* [Dataset entries]:

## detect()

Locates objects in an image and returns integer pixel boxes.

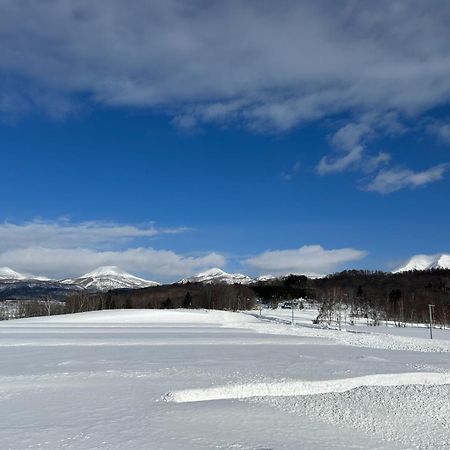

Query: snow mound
[14,309,258,326]
[162,372,450,403]
[393,253,450,273]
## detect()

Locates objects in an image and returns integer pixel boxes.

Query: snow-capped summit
[0,267,27,280]
[62,266,159,291]
[393,253,450,273]
[179,267,253,284]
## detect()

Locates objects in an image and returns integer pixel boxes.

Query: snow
[62,266,159,291]
[0,308,450,450]
[179,267,254,284]
[163,372,450,403]
[394,253,450,273]
[0,267,27,280]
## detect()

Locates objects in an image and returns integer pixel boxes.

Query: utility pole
[428,305,434,339]
[338,296,342,331]
[291,300,294,326]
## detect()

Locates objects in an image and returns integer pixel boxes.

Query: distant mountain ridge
[0,266,159,300]
[61,266,160,291]
[178,267,255,284]
[393,253,450,273]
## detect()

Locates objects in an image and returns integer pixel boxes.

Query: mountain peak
[0,267,27,280]
[394,253,450,273]
[63,266,159,291]
[179,267,253,284]
[81,266,123,278]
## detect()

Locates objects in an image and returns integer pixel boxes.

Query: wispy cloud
[0,0,450,129]
[366,164,450,194]
[0,219,226,281]
[245,245,367,274]
[317,123,372,175]
[281,161,302,181]
[0,247,226,281]
[0,219,188,250]
[427,121,450,144]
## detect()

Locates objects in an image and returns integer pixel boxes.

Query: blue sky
[0,1,450,281]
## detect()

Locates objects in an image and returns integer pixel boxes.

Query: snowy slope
[0,267,27,280]
[179,267,253,284]
[0,309,450,450]
[62,266,159,291]
[394,253,450,273]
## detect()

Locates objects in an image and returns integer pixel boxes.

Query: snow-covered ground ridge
[162,372,450,403]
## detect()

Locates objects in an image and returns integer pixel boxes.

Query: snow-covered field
[0,310,450,450]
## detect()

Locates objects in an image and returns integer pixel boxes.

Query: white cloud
[317,146,363,175]
[0,0,450,130]
[0,219,226,281]
[366,164,450,194]
[317,123,372,175]
[427,122,450,144]
[0,247,226,281]
[245,245,366,274]
[0,219,187,250]
[364,152,391,172]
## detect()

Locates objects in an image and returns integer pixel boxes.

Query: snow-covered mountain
[393,253,450,273]
[0,267,27,280]
[61,266,159,291]
[179,267,254,284]
[253,274,278,283]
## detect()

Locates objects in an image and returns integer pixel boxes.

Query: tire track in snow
[162,372,450,403]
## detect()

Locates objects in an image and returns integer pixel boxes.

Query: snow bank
[163,372,450,403]
[6,309,258,326]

* [Task statement]:
Which lines in the listing above contain the string "cloud"? Return each of those lines in full.

* [Answer in full]:
Query: wispy cloud
Query: white cloud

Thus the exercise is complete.